Items stored from a collection

********************

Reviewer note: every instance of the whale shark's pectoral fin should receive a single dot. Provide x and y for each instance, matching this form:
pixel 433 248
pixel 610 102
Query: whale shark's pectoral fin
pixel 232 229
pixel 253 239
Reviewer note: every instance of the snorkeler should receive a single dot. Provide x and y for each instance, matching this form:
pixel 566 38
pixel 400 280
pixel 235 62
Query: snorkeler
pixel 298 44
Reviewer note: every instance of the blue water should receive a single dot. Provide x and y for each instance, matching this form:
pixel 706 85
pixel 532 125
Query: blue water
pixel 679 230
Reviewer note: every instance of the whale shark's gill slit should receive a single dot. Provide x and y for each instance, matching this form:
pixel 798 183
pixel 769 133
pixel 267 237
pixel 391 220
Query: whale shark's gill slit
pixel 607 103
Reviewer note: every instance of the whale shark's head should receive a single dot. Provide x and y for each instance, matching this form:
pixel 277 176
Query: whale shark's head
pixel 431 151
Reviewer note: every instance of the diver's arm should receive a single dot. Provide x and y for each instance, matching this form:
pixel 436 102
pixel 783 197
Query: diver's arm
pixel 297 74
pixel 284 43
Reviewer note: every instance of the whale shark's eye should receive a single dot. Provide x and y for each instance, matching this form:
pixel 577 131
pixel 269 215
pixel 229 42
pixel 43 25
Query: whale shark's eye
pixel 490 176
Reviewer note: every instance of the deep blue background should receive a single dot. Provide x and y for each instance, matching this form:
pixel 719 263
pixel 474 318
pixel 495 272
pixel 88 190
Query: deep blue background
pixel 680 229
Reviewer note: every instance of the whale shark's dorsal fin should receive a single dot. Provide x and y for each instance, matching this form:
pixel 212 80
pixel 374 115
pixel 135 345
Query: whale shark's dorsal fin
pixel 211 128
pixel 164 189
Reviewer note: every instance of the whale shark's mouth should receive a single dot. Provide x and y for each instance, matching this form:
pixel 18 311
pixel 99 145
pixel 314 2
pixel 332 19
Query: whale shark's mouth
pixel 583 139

********************

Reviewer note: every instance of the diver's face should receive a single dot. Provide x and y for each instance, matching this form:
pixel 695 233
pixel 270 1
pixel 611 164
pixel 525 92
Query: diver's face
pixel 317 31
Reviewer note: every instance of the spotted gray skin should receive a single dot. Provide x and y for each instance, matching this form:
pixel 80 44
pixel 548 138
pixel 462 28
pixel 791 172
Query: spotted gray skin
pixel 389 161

********************

» **WHAT THIS TASK INVOLVES**: Output the lines between the line holding "Reviewer note: every instance of the whale shark's dorsal" and the line holding "pixel 164 189", inclusive, reproducing each one verbatim.

» **TASK SOLUTION**:
Reviewer note: every instance of the whale shark's dorsal fin should receive a single dot. Provide x and y for each instance, matching this form:
pixel 212 80
pixel 374 115
pixel 135 345
Query: whale shark's dorsal fin
pixel 211 128
pixel 164 189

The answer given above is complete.